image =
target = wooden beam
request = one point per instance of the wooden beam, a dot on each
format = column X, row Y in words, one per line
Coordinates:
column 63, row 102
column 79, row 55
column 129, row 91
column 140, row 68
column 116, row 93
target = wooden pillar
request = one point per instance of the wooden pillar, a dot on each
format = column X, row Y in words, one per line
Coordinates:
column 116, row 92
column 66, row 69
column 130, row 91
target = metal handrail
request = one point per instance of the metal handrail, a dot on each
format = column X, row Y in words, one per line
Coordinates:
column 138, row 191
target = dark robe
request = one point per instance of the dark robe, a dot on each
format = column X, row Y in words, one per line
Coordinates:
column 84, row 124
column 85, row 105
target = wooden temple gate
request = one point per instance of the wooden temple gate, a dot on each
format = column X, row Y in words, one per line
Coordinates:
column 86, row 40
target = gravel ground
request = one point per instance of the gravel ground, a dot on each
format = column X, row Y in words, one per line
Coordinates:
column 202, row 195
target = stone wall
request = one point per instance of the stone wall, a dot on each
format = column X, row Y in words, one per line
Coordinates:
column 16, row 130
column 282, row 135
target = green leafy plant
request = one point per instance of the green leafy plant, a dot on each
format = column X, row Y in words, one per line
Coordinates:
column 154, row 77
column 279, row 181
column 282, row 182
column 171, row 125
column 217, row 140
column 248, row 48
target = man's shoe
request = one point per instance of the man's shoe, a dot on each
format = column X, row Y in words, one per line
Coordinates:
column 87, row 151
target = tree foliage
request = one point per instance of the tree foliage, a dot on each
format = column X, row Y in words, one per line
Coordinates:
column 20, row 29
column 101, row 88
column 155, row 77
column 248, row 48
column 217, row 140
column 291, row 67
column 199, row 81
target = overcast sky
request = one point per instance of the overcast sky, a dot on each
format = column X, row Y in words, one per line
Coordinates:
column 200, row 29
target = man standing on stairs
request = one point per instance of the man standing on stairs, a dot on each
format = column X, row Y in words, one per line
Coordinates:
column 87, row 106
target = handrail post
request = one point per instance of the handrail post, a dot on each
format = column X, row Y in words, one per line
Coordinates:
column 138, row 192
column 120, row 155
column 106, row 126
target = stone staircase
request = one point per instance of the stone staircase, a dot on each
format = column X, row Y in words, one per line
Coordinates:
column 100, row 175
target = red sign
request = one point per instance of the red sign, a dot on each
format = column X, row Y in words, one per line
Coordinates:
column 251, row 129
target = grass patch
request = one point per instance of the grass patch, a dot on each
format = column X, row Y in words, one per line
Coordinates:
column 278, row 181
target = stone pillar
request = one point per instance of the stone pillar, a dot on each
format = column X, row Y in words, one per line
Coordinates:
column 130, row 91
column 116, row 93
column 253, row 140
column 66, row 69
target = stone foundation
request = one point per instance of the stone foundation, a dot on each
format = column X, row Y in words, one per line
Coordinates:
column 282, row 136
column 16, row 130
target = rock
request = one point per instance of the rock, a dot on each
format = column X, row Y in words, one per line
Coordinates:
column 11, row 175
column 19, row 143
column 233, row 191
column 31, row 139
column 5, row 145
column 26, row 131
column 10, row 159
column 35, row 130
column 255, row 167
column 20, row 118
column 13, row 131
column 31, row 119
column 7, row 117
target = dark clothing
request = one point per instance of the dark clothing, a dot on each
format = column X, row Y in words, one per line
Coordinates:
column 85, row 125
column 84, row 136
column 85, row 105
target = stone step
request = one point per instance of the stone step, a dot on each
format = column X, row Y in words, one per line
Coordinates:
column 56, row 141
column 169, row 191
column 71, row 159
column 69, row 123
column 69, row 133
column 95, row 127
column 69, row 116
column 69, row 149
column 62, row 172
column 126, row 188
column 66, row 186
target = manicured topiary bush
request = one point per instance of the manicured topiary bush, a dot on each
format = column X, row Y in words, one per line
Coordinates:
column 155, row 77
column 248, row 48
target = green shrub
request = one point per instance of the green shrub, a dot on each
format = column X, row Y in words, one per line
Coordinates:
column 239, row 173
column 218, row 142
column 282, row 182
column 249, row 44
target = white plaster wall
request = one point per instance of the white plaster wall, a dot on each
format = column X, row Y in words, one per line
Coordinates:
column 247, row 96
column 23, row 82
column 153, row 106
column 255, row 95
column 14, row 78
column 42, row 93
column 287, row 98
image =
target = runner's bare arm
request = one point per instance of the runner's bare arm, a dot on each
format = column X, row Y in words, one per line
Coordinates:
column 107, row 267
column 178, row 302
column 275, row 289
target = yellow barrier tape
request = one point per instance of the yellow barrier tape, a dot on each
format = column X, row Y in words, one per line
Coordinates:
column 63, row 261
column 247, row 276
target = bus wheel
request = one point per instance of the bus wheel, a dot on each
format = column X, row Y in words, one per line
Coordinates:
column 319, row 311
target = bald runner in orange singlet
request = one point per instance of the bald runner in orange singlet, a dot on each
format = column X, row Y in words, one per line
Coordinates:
● ● ● ●
▸ Exercise instructions: Rewrite every line of all the items above as one numbered list, leaving out any blank lines.

▸ Complete response:
1. image =
2. target = wooden beam
3. request = one point per instance of the wooden beam, a dot on each
4. format = column X, row Y in words, one per line
5. Coordinates:
6. column 63, row 102
7. column 79, row 55
8. column 129, row 91
9. column 140, row 68
10. column 116, row 93
11. target = wooden pillar
12. request = one point per instance of the wooden pillar, a dot on each
13. format = column X, row Y in words, one per line
14. Coordinates:
15. column 116, row 92
16. column 66, row 69
17. column 130, row 91
18. target = metal handrail
19. request = one point per instance of the metal handrail, a dot on each
20. format = column X, row Y in words, one per line
21. Coordinates:
22. column 138, row 191
23. target = dark robe
24. request = one point per instance of the dark robe, a dot on each
25. format = column X, row Y in words, one per line
26. Coordinates:
27. column 84, row 124
28. column 85, row 105
29. target = wooden temple gate
30. request = one point per instance of the wooden temple gate, a dot on each
31. format = column X, row Y in words, one per line
32. Coordinates:
33. column 86, row 40
34. target = gravel ground
35. request = one point per instance of the gravel ground, a dot on each
36. format = column X, row Y in words, one per line
37. Coordinates:
38. column 202, row 195
39. target = stone wall
40. request = one point per instance of the stone wall, a dot on each
41. format = column X, row Y in words, one per line
42. Coordinates:
43. column 16, row 130
44. column 282, row 135
45. target = green leafy plant
46. request = one point per instance of the green leafy plant, a dot on each
47. format = column X, row Y in words, one per line
48. Coordinates:
49. column 154, row 77
50. column 279, row 181
51. column 282, row 182
52. column 171, row 125
53. column 217, row 140
54. column 248, row 48
55. target = man's shoe
56. request = one point per instance of the man's shoe, a dot on each
57. format = column X, row Y in words, one per line
58. Coordinates:
59. column 87, row 151
60. target = tree foliage
61. request = one point per instance of the tree foliage, a dot on each
62. format = column X, row Y in words, one per line
63. Coordinates:
64. column 20, row 29
65. column 101, row 88
66. column 155, row 77
67. column 248, row 48
68. column 217, row 140
69. column 291, row 67
70. column 199, row 81
71. target = overcast sky
72. request = one point per instance of the overcast sky, a dot on each
73. format = column X, row Y in words, one per line
74. Coordinates:
75. column 200, row 29
76. target = man standing on stairs
77. request = one point per instance of the man standing on stairs, a dot on each
78. format = column X, row Y in words, one per line
79. Coordinates:
80. column 87, row 106
81. target = handrail post
82. request = one point per instance of the handrail post, a dot on each
83. format = column X, row Y in words, one per line
84. Coordinates:
85. column 138, row 192
86. column 120, row 155
87. column 106, row 126
88. target = stone staircase
89. request = one point per instance of the stone staircase, a dot on each
90. format = column X, row Y in words, one per line
91. Coordinates:
92. column 100, row 175
93. target = red sign
94. request = one point per instance of the red sign, a dot on each
95. format = column X, row Y in words, one per line
96. Coordinates:
97. column 251, row 129
98. target = grass patch
99. request = one point per instance of the grass patch, a dot on each
100. format = column X, row Y in words, one per line
101. Coordinates:
102. column 278, row 181
103. target = stone pillar
104. request = one point per instance of the stone pillar, a dot on each
105. format = column X, row Y in words, one per line
106. Coordinates:
107. column 130, row 91
108. column 116, row 93
109. column 253, row 140
110. column 66, row 69
111. target = stone foundation
112. request = one point per instance of the stone foundation, a dot on each
113. format = column X, row Y in words, one per line
114. Coordinates:
115. column 282, row 136
116. column 16, row 130
117. target = rock
118. request = one point per instance of the rock, a dot on each
119. format = column X, row Y in words, one per line
120. Coordinates:
121. column 11, row 175
122. column 19, row 143
123. column 233, row 191
124. column 31, row 139
125. column 5, row 145
126. column 26, row 131
127. column 10, row 159
128. column 35, row 130
129. column 255, row 167
130. column 20, row 118
131. column 13, row 131
132. column 31, row 119
133. column 7, row 117
134. target = dark clothing
135. request = one point per instance of the dark clothing, a dot on each
136. format = column X, row Y in words, one per line
137. Coordinates:
138. column 85, row 125
139. column 84, row 136
140. column 85, row 105
141. target = stone step
142. request = one point per instance of the stone step, a dot on each
143. format = column X, row Y in words, one per line
144. Coordinates:
145. column 56, row 141
146. column 169, row 191
147. column 71, row 159
148. column 69, row 123
149. column 69, row 133
150. column 95, row 127
151. column 69, row 116
152. column 69, row 149
153. column 62, row 172
154. column 126, row 188
155. column 66, row 186
156. target = manicured topiary bush
157. request = one point per instance of the manicured topiary bush, a dot on each
158. format = column X, row Y in words, one per line
159. Coordinates:
160. column 155, row 77
161. column 248, row 48
162. target = green shrub
163. request = one point per instance of the green shrub, a dot on each
164. format = column X, row Y in words, one per line
165. Coordinates:
166. column 239, row 173
167. column 218, row 142
168. column 282, row 182
169. column 249, row 44
170. target = white plaster wall
171. request = one point per instance of the white plaster wall, a dot on each
172. format = column X, row Y in words, one per line
173. Coordinates:
174. column 247, row 96
175. column 23, row 82
176. column 153, row 106
177. column 255, row 95
178. column 14, row 78
179. column 42, row 93
180. column 287, row 98
181. image =
182. target = runner's bare arm
183. request = one point per instance of the runner's bare arm, a dot on each
184. format = column X, row Y in words, one per line
185. Coordinates:
186. column 107, row 267
187. column 178, row 302
188. column 275, row 289
189. target = yellow barrier tape
190. request = one point per instance of the yellow barrier tape, a dot on each
191. format = column X, row Y in words, one per line
192. Coordinates:
193. column 63, row 261
194. column 247, row 276
195. target = bus wheel
196. request = one point per instance of the bus wheel, a dot on each
197. format = column X, row Y in words, one per line
198. Coordinates:
199. column 319, row 311
200. target = bald runner in orange singlet
201. request = one point per instance of the bald runner in orange singlet, a dot on each
202. format = column X, row Y in words, one per line
203. Coordinates:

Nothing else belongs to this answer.